- _The problem_: Locate the line containing "point: light tile" in the data below. Reproduce it and every following line up to the end, exactly as given.

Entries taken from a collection

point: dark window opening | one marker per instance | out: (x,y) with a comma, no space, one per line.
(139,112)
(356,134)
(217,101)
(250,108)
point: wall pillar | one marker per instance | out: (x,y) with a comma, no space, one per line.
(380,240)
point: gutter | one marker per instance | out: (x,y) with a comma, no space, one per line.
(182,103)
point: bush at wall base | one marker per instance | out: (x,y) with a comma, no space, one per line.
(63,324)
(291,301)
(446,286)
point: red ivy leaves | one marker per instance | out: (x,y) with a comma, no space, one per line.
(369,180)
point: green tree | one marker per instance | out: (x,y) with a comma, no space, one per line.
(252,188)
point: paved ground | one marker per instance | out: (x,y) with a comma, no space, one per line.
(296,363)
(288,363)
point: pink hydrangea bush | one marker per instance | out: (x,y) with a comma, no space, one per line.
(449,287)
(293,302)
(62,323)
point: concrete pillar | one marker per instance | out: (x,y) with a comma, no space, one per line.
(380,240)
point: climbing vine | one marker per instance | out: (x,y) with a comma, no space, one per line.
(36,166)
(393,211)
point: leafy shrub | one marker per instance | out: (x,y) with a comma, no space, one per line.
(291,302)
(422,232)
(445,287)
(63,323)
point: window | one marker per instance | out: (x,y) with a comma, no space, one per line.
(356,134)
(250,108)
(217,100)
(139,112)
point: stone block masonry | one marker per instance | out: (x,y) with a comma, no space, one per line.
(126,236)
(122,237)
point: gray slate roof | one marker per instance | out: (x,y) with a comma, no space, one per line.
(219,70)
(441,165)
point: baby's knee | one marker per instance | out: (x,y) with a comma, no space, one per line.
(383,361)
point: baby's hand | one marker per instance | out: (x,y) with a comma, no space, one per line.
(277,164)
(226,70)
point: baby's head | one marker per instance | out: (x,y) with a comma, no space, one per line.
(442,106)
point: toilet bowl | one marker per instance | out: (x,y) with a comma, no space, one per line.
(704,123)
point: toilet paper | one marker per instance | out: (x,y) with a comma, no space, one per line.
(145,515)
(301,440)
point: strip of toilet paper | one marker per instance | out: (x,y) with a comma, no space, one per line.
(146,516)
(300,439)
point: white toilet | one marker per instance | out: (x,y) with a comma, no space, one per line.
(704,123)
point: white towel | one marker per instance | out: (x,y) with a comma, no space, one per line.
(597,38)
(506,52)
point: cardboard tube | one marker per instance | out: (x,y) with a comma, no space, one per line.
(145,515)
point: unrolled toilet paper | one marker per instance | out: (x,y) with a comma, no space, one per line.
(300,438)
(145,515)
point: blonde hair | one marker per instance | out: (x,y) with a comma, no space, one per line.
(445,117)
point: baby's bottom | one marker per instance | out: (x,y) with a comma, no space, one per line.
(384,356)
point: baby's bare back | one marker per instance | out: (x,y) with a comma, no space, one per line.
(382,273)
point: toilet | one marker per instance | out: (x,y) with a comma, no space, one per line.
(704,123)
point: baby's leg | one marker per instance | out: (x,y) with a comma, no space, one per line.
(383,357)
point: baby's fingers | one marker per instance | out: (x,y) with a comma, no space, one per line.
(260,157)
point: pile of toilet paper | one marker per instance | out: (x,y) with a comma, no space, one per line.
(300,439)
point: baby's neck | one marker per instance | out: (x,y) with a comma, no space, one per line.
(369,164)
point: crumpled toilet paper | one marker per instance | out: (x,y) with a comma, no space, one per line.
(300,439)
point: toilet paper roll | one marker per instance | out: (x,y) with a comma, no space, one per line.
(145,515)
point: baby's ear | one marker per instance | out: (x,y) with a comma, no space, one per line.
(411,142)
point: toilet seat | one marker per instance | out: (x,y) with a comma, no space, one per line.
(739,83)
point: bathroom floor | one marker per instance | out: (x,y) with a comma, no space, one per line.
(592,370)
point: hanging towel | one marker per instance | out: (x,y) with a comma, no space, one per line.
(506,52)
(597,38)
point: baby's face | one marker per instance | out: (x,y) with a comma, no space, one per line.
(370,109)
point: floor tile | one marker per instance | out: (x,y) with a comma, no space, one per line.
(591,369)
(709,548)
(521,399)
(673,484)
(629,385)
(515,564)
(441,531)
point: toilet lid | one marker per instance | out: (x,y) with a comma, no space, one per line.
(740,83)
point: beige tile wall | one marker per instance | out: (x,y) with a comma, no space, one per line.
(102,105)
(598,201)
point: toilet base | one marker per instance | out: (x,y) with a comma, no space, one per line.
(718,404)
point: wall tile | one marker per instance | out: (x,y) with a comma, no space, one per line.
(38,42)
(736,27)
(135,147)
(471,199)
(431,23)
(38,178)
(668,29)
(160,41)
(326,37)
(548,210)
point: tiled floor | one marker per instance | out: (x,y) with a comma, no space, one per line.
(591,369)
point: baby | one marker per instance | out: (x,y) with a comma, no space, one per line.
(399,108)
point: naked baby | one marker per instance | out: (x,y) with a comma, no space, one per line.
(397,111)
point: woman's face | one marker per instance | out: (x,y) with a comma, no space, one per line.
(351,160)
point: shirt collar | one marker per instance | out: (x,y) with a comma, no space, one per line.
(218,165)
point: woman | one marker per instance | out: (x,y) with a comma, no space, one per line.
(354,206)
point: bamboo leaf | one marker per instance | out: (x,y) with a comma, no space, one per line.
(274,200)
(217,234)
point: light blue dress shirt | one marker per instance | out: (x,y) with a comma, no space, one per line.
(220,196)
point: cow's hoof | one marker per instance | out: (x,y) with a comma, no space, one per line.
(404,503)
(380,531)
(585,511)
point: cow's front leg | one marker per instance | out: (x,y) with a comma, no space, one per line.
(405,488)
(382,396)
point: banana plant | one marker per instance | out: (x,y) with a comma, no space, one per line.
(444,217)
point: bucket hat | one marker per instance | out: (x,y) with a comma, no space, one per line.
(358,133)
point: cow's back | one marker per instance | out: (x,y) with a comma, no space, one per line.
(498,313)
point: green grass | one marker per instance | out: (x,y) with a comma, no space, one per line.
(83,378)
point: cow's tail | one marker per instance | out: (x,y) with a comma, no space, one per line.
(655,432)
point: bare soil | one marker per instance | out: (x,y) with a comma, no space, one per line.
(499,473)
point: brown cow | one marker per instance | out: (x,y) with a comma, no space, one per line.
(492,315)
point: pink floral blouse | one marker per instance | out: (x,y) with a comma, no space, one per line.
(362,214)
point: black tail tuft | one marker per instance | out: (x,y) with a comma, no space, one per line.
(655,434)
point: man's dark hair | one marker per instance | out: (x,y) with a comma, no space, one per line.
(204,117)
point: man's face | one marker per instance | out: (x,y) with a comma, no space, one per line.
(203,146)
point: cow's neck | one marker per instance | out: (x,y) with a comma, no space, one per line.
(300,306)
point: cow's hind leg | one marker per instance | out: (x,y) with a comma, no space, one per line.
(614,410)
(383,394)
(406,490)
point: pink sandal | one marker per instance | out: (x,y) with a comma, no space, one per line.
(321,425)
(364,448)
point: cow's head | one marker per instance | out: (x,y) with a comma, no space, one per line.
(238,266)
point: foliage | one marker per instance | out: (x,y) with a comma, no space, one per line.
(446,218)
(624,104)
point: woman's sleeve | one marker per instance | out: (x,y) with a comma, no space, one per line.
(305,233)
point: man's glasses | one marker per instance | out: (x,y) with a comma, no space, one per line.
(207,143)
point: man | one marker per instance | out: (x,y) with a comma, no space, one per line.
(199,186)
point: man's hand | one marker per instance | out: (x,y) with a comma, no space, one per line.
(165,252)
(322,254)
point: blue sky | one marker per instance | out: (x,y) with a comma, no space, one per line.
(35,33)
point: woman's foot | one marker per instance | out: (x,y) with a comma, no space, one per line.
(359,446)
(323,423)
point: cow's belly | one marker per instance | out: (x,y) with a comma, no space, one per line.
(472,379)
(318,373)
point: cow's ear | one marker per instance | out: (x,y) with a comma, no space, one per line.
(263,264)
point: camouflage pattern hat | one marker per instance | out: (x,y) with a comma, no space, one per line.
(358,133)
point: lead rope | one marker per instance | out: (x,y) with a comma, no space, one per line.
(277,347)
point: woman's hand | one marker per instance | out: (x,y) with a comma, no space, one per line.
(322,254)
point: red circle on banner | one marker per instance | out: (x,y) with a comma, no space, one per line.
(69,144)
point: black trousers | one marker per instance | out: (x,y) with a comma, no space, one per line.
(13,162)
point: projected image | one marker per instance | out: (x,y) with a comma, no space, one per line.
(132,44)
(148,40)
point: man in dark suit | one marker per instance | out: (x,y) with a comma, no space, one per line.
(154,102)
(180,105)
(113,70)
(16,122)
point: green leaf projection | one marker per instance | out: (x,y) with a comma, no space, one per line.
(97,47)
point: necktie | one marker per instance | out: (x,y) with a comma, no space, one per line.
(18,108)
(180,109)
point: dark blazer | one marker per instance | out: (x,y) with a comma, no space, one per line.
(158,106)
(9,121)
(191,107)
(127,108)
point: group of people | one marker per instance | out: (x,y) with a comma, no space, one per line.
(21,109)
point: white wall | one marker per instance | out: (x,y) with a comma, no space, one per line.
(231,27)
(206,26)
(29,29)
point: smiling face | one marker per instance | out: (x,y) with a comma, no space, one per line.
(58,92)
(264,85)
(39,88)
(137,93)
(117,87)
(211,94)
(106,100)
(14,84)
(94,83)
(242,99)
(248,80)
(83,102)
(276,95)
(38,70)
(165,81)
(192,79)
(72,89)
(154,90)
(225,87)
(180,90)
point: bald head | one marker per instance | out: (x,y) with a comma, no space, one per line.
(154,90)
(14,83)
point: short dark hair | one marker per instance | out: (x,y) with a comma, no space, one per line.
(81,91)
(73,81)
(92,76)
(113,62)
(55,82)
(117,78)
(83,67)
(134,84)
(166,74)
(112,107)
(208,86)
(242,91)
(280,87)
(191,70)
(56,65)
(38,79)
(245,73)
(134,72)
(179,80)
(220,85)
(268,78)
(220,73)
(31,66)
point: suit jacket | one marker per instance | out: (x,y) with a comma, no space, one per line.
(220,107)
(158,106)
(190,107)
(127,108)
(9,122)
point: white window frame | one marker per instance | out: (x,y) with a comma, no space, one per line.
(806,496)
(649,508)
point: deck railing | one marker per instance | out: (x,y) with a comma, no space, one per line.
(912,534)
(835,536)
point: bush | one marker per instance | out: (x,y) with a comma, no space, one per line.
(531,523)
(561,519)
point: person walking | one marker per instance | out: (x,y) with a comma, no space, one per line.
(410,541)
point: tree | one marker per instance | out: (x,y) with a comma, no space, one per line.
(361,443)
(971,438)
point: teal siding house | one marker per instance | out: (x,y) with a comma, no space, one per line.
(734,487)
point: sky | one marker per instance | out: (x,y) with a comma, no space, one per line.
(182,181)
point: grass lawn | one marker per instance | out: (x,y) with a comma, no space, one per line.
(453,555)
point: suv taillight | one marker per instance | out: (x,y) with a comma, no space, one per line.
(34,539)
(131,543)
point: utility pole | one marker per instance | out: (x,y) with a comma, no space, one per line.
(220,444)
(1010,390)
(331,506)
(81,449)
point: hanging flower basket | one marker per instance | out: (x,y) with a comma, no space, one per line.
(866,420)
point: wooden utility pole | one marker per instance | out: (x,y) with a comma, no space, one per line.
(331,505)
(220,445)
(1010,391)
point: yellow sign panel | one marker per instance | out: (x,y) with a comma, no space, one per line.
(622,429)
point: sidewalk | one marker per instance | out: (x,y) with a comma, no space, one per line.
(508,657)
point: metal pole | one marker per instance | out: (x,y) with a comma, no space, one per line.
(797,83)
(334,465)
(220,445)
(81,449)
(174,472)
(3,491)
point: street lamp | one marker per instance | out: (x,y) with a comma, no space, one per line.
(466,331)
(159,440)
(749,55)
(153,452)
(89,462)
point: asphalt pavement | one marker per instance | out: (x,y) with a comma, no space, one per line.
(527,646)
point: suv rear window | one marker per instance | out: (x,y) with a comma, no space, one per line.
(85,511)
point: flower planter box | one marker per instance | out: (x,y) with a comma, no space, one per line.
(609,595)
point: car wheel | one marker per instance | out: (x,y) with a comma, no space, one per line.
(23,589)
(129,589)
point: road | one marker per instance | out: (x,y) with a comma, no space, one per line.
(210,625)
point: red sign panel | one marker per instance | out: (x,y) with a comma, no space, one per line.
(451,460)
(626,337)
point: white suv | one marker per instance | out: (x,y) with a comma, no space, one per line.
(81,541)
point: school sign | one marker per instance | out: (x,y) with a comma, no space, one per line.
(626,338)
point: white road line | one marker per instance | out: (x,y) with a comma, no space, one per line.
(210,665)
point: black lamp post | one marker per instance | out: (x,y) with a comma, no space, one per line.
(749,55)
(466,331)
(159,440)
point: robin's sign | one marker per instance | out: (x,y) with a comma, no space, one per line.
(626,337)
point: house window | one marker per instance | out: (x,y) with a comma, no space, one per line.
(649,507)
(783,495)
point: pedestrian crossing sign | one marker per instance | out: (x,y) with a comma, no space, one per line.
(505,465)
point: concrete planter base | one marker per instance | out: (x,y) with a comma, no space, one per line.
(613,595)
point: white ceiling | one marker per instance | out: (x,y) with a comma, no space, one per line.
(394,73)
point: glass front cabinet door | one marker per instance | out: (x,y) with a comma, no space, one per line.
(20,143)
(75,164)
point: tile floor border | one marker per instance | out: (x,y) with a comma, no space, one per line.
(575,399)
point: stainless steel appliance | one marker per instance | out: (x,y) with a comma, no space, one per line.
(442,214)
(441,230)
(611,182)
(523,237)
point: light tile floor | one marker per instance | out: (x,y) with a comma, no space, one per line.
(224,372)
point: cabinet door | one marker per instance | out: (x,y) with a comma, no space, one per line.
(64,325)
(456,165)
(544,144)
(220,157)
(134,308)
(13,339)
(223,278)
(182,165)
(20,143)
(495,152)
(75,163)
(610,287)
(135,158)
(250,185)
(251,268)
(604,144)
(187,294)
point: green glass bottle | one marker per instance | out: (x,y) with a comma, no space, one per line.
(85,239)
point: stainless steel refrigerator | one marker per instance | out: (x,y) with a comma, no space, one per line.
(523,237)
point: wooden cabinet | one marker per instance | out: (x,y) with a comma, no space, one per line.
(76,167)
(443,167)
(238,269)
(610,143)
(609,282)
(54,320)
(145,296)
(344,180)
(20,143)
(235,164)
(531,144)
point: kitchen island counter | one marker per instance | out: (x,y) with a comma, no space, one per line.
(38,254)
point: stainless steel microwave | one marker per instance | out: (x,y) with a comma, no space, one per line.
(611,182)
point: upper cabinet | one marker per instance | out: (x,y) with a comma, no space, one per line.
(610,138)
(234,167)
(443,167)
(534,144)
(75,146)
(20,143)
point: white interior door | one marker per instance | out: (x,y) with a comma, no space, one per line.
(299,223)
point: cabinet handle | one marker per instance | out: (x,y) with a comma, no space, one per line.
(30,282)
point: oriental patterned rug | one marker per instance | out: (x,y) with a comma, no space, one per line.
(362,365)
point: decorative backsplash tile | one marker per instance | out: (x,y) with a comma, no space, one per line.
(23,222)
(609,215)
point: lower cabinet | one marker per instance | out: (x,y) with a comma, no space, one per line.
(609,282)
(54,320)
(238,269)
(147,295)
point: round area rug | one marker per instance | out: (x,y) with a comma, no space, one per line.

- _Exercise solution_:
point: light tile floor | one marker per instance | out: (x,y) with a comma, no space, one per line.
(224,372)
point: cabinet door | one marker per instance | out: (x,y) with a comma, no space, one per line.
(64,325)
(456,165)
(544,144)
(220,157)
(134,308)
(13,339)
(223,278)
(182,165)
(20,143)
(495,152)
(75,163)
(610,287)
(135,158)
(250,185)
(251,268)
(604,144)
(187,294)
point: green glass bottle | one marker per instance | out: (x,y) with a comma, no space, one per line.
(85,239)
point: stainless steel refrigerator | one marker per instance | out: (x,y) with a comma, no space, one per line.
(523,237)
point: wooden cabinet | one marker per instance | out: (x,y) with a comma, no space, one per line.
(76,167)
(443,167)
(238,269)
(610,143)
(609,282)
(54,320)
(145,296)
(344,180)
(20,143)
(235,164)
(531,144)
point: kitchen island counter | one marker per instance | out: (x,y) with a comma, no space, one per line.
(38,254)
point: stainless steel microwave | one marker per instance | out: (x,y) with a comma, no space, one per line.
(611,182)
point: upper cabinet | one marker per instance | out: (x,y) with a comma, no space, one per line.
(610,138)
(234,167)
(443,167)
(534,144)
(75,146)
(20,143)
point: white interior door | one marker per instance | out: (x,y) with a comma, no space, one per line.
(299,223)
point: cabinet handle | one marker per instance | out: (x,y) with a comma, no space, one per line.
(30,282)
point: oriental patterned rug | one marker per instance | out: (x,y) with a comma, no space, one per line.
(362,365)
point: decorative backsplash tile | one marker per instance | out: (x,y) with a comma, no space, one per line.
(23,222)
(609,215)
point: lower cabinet | one marker per instance | out: (x,y) with a comma, no space, one per line.
(609,282)
(54,320)
(238,269)
(147,295)
point: round area rug | one marker per instance | out: (x,y) with a comma, no space, one per line.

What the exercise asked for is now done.